**EXERCISE BRIEF**
Could you copy out all the lines in the material below where the word "girl" occurs?

**DATA EXCERPTS**

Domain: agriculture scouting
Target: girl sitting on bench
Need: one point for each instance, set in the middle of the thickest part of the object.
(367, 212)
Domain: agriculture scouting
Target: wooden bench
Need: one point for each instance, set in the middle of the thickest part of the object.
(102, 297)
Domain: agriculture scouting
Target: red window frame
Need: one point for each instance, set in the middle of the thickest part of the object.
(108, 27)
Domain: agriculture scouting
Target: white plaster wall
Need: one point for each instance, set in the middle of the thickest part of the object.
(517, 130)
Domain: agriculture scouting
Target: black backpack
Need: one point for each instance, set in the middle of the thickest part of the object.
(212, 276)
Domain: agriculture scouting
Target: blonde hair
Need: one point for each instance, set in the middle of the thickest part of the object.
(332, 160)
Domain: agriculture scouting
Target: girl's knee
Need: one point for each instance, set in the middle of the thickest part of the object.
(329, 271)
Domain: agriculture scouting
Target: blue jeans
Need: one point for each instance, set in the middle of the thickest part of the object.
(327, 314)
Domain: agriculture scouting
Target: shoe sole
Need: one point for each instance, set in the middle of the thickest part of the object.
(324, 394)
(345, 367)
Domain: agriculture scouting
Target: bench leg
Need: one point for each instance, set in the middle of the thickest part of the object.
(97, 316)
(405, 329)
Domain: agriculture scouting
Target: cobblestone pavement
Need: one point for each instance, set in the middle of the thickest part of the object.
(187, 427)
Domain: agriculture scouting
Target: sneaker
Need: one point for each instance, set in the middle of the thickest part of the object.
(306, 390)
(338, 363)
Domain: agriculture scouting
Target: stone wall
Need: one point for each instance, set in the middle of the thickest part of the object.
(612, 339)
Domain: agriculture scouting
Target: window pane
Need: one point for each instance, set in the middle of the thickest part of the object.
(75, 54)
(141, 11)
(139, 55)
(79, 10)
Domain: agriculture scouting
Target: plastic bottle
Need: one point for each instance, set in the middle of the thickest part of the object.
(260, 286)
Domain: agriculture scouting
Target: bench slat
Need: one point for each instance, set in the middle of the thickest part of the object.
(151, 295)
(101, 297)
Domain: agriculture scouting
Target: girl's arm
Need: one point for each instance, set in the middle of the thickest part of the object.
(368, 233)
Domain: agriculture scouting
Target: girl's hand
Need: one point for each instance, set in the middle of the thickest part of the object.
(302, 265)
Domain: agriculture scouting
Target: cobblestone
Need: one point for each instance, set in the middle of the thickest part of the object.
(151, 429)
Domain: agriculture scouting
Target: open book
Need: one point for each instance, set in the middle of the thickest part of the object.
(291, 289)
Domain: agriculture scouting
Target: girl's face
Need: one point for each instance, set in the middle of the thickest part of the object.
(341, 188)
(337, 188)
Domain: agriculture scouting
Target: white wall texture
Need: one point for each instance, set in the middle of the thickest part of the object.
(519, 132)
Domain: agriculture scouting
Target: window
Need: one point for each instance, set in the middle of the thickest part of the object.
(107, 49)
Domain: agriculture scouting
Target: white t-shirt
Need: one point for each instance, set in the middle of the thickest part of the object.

**WRITTEN ANSWER**
Target: girl sitting on bench
Target: girl's knee
Target: girl's arm
Target: girl's hand
Target: girl's face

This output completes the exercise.